## WORK INSTRUCTIONS
From the data that follows, copy every line with the string "json".

::: THE RECORDS :::

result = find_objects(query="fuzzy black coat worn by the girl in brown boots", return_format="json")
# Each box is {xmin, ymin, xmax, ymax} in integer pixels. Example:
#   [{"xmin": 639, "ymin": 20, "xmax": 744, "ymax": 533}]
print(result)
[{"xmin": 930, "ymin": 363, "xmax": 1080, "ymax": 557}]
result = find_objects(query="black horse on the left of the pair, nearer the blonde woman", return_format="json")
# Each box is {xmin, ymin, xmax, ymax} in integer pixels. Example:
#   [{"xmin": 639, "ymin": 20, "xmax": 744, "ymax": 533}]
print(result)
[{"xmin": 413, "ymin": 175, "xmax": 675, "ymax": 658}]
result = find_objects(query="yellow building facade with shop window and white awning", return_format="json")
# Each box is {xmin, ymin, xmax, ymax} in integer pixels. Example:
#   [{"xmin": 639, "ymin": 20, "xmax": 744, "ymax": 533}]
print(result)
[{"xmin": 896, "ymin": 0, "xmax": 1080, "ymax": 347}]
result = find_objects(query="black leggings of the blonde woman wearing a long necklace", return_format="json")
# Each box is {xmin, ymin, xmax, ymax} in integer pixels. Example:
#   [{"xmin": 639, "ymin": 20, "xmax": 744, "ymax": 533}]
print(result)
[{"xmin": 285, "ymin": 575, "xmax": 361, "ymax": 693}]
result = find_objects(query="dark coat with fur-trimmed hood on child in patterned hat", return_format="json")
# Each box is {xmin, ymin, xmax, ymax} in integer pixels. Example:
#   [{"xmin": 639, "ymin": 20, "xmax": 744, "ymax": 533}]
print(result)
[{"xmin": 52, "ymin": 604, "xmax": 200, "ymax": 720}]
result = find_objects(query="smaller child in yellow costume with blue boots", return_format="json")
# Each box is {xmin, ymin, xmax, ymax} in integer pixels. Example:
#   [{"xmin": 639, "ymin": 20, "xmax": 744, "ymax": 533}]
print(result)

:::

## PROBLEM SOLUTION
result = find_objects(query="fuzzy black coat worn by the girl in brown boots", return_format="json")
result = find_objects(query="black horse on the left of the pair, nearer the blonde woman", return_format="json")
result = find_objects(query="yellow building facade with shop window and white awning", return_format="json")
result = find_objects(query="black leggings of the blonde woman wearing a long necklace", return_format="json")
result = find_objects(query="dark coat with fur-trimmed hood on child in patterned hat", return_format="json")
result = find_objects(query="smaller child in yellow costume with blue boots", return_format="json")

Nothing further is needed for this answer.